What this task involves: Please show all lines of the records that include "post".

[Saved entries]

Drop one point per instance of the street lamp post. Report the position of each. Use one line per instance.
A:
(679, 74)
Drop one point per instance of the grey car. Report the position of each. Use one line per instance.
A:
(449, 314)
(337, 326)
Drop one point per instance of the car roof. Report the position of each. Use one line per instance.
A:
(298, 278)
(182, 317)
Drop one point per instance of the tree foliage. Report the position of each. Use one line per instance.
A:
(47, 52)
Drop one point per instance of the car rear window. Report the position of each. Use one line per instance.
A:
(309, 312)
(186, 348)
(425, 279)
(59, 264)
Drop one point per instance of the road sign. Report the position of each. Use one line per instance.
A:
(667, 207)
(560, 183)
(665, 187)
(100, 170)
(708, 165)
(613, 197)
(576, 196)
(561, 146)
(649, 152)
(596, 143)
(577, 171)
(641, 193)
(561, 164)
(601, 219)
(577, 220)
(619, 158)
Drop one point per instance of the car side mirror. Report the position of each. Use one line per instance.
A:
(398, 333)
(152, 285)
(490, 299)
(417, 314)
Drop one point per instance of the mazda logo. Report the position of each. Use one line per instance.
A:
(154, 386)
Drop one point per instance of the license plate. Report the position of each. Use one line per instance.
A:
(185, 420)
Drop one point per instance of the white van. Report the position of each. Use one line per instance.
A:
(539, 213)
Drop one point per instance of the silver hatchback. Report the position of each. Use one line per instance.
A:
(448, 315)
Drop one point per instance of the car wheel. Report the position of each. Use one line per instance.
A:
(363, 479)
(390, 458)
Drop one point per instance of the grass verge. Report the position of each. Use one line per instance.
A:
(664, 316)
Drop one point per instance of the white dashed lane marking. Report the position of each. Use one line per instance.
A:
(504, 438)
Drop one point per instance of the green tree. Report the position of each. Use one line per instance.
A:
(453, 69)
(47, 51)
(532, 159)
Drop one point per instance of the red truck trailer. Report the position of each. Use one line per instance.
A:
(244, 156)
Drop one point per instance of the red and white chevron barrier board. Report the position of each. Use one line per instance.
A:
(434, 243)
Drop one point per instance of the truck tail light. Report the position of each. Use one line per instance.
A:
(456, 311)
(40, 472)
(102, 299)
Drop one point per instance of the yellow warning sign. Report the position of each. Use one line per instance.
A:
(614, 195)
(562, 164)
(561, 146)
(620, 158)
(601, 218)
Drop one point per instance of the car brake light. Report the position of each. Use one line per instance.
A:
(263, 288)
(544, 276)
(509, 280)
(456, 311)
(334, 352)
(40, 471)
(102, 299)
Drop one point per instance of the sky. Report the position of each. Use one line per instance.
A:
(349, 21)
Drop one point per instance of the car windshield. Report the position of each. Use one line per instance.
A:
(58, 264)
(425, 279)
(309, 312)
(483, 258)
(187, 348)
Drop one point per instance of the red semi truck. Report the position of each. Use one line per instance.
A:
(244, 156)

* * *

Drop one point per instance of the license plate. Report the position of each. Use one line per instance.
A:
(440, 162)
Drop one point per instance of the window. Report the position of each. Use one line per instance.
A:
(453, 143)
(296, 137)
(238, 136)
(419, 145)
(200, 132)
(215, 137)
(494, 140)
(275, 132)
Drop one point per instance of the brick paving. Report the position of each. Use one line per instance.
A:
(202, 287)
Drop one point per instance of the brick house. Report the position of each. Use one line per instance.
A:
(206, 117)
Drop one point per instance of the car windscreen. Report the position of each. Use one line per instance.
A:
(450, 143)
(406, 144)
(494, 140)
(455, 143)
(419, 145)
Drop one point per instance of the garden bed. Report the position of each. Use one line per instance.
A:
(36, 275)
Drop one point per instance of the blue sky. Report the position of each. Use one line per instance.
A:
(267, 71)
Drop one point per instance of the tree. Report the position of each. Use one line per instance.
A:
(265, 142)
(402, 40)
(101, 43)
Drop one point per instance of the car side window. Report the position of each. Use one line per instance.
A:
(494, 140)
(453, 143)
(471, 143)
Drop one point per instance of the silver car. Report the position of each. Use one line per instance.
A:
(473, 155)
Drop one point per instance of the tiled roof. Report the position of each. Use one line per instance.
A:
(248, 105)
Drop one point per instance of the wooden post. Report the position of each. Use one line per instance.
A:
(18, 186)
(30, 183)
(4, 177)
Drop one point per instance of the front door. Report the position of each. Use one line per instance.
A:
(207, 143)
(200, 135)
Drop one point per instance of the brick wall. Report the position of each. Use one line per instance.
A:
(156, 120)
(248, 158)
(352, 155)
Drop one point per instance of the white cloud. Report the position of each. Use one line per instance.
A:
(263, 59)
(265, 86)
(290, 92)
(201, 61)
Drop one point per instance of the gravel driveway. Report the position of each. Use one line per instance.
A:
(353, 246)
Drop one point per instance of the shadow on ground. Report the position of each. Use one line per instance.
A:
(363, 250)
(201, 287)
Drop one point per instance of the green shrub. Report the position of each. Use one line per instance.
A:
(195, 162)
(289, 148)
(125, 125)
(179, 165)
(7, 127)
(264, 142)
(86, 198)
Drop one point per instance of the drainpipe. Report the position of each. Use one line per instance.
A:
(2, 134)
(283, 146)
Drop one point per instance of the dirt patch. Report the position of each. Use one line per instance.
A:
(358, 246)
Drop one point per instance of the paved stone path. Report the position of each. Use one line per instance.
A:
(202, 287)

Exercise response:
Drop one point per instance of the street lamp post. Report the position of each. Use one line per instance.
Drop one point per instance of the wooden post. Report the position of each. Use one line per instance.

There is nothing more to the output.